GIVEN REQUEST:
Answer these questions using the forum thread below.
(a) What was the original function in the problem?
(b) In the first step of the reply from Ishuda, what number is factored out of 2-2x?
(c) What does hopelynnwelch say she did "like a billion times"?

DOCUMENT SEGMENT:
How is she getting this?

[hopelynnwelch]

This is a solution to one of the problems on the calculus test I just bombed and I for the life of me can't see where she goes from

(2-2x)/[(2x+1)(x-1)]

to

(-2)/(2x+1)

I think I have been looking at math too long...

Can someone just explain this?




The original function was f of x = 3/(2x+1)

 

[Ishuda]

I've had those days too

(2-2x)/[(2x+1)(x-1)]=\(\displaystyle \frac{2-2x}{(2x+1)(x-1)}=\frac{2 (1-x)}{(2x+1)(x-1)}\)

=\(\displaystyle \frac{-2 (x-1)}{(2x+1)(x-1)}=\frac{x-1}{x-1}\frac{-2 }{2x+1}\)\(\displaystyle =\frac{-2}{2x+1}\)

 

[hopelynnwelch]

I've had those days too

(2-2x)/[(2x+1)(x-1)]=\(\displaystyle \frac{2-2x}{(2x+1)(x-1)}=\frac{2 (1-x)}{(2x+1)(x-1)}\)

=\(\displaystyle \frac{-2 (x-1)}{(2x+1)(x-1)}=\frac{x-1}{x-1}\frac{-2 }{2x+1}\)\(\displaystyle =\frac{-2}{2x+1}\)

I swear I factored out the negative like a billion times and still couldn't see that! ugh lol

Thank you!

PROVIDED MATERIAL:
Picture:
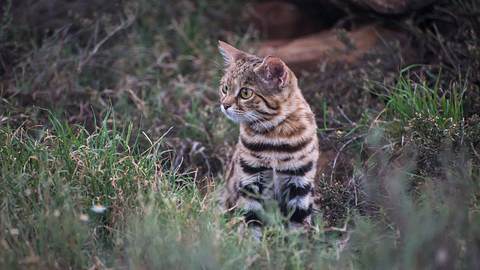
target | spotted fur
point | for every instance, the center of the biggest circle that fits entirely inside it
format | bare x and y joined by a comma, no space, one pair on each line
277,151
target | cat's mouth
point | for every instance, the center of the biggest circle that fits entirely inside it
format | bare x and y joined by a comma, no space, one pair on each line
234,115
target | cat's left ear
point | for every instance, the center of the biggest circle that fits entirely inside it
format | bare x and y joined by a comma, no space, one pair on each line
273,71
230,54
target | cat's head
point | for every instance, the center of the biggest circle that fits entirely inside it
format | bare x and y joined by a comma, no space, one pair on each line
253,89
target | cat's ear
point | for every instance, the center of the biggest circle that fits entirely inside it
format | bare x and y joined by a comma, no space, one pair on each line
230,54
273,71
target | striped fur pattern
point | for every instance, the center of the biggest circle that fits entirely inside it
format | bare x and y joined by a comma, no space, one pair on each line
277,151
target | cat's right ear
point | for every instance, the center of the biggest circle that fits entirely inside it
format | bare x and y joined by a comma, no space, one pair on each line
230,54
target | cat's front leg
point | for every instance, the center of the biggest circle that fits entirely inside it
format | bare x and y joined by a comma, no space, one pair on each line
296,200
253,187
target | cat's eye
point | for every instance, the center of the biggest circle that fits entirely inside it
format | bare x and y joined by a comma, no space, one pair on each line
246,93
225,89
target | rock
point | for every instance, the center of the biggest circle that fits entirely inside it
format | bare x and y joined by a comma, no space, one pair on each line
329,46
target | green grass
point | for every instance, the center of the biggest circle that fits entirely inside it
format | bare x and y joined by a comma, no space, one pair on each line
411,98
138,131
156,218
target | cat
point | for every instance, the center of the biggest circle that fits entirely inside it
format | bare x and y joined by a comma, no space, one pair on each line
277,151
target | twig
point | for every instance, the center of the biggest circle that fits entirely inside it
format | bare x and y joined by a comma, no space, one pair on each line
340,151
345,116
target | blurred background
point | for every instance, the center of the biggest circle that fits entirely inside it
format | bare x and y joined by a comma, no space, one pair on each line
155,63
405,69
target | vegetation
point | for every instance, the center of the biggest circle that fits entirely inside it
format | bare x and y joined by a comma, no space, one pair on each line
112,148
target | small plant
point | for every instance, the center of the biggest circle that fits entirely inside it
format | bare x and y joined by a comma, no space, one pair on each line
411,98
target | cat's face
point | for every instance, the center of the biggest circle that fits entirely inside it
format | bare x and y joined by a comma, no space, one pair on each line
252,88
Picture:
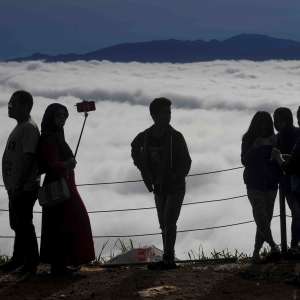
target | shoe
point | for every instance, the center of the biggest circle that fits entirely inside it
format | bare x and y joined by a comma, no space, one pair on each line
25,273
162,265
293,253
255,260
169,265
63,271
10,266
155,266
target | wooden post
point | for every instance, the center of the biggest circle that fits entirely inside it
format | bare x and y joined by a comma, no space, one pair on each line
282,220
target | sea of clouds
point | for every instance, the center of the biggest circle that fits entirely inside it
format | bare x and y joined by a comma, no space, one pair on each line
213,103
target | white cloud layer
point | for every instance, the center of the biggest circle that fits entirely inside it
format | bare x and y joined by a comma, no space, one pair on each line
213,103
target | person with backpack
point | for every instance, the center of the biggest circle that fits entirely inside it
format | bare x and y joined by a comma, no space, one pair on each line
161,154
261,176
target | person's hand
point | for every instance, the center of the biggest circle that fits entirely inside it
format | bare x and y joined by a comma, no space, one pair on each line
71,163
276,154
260,141
16,193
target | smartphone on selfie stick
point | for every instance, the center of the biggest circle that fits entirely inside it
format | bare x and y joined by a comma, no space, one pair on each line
84,107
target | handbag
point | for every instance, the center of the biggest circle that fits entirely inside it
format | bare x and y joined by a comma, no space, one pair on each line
54,193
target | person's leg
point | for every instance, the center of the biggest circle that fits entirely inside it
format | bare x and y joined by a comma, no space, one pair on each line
270,201
26,231
294,201
256,199
160,202
291,201
17,258
172,211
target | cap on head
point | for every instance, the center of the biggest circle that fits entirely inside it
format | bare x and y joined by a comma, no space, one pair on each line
24,98
158,103
283,114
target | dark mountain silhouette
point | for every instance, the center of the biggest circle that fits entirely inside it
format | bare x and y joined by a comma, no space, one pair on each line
245,46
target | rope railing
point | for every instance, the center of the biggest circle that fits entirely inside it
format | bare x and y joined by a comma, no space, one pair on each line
159,233
150,207
140,180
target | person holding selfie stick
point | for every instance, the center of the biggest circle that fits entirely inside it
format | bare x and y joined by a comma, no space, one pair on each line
66,238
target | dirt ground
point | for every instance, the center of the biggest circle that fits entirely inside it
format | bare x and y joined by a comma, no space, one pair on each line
232,281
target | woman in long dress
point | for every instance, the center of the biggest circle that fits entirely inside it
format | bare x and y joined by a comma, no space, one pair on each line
66,231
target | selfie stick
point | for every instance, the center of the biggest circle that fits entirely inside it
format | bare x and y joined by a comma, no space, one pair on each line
85,117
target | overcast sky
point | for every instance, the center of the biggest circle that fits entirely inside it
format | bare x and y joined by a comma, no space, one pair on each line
64,26
213,103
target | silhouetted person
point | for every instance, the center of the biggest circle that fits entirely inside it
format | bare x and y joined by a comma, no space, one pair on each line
162,156
287,136
21,180
66,231
261,176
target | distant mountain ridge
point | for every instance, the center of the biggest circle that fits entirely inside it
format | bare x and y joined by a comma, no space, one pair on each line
244,46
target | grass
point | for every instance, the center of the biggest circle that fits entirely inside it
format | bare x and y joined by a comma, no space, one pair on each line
214,254
123,246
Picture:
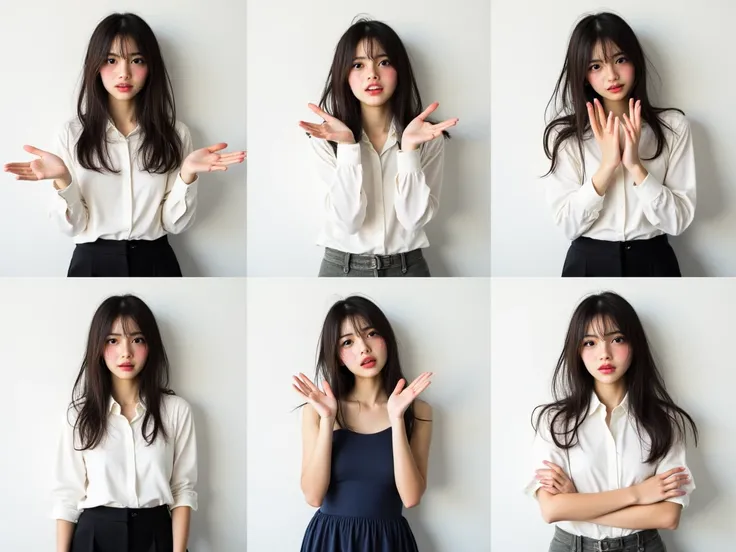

ANSWER IN FULL:
(a) f(x) = 3/(2x+1)
(b) 2, giving 2(1-x)
(c) She factored out the negative.